Exercice écrit: Relevez et recopiez chaque ligne des données ci-dessous qui contient le mot « green », en tenant compte des majuscules et des minuscules.

Données affichées:
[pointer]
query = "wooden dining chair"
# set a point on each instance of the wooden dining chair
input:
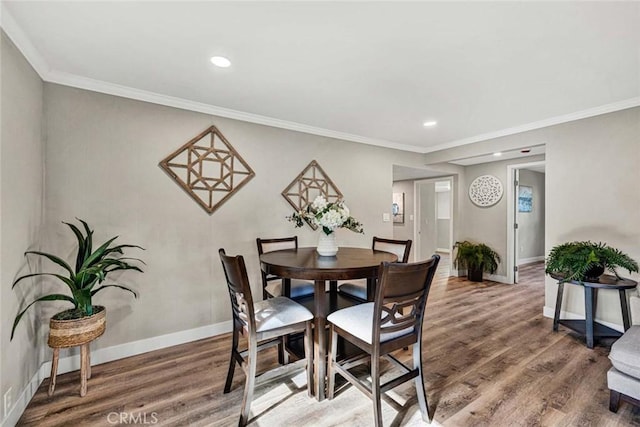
(383, 326)
(273, 286)
(401, 248)
(264, 323)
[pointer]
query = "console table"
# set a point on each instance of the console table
(588, 327)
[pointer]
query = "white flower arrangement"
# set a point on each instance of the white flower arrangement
(329, 216)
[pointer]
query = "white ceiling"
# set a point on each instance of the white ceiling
(370, 72)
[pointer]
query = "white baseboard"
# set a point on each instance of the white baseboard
(108, 354)
(523, 261)
(550, 312)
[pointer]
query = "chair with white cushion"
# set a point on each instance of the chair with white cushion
(264, 323)
(391, 322)
(273, 286)
(401, 248)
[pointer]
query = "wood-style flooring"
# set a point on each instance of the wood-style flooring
(491, 359)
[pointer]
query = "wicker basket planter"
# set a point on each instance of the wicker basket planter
(75, 332)
(71, 333)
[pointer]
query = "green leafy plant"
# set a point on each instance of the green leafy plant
(583, 260)
(87, 279)
(475, 256)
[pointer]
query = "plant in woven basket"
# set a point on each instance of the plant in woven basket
(587, 260)
(87, 278)
(476, 258)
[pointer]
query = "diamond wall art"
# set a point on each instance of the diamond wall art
(309, 184)
(208, 168)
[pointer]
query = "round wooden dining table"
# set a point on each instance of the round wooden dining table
(306, 264)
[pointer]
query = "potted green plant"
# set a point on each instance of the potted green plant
(476, 258)
(587, 261)
(84, 282)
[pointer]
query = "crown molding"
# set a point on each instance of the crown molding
(80, 82)
(38, 62)
(591, 112)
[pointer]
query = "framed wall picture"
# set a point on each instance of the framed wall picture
(525, 198)
(397, 208)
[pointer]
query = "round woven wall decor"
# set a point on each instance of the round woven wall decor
(485, 190)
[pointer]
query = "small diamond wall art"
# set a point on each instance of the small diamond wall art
(309, 184)
(208, 168)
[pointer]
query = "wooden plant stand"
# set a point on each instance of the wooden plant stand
(75, 333)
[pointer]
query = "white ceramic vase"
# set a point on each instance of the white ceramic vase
(327, 245)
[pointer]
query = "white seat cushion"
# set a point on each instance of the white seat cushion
(357, 288)
(358, 321)
(299, 288)
(625, 353)
(279, 312)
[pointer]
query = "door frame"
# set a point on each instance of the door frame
(416, 204)
(511, 216)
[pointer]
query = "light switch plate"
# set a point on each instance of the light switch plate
(8, 401)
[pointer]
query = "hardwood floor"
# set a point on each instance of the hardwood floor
(491, 359)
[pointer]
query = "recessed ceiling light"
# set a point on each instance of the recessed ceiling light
(220, 61)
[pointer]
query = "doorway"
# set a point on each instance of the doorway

Résultat attendu:
query = "green leafy plant"
# set a point on each instance of the green leafy plant
query = "potted green plant"
# set a point on each instance of the potted green plant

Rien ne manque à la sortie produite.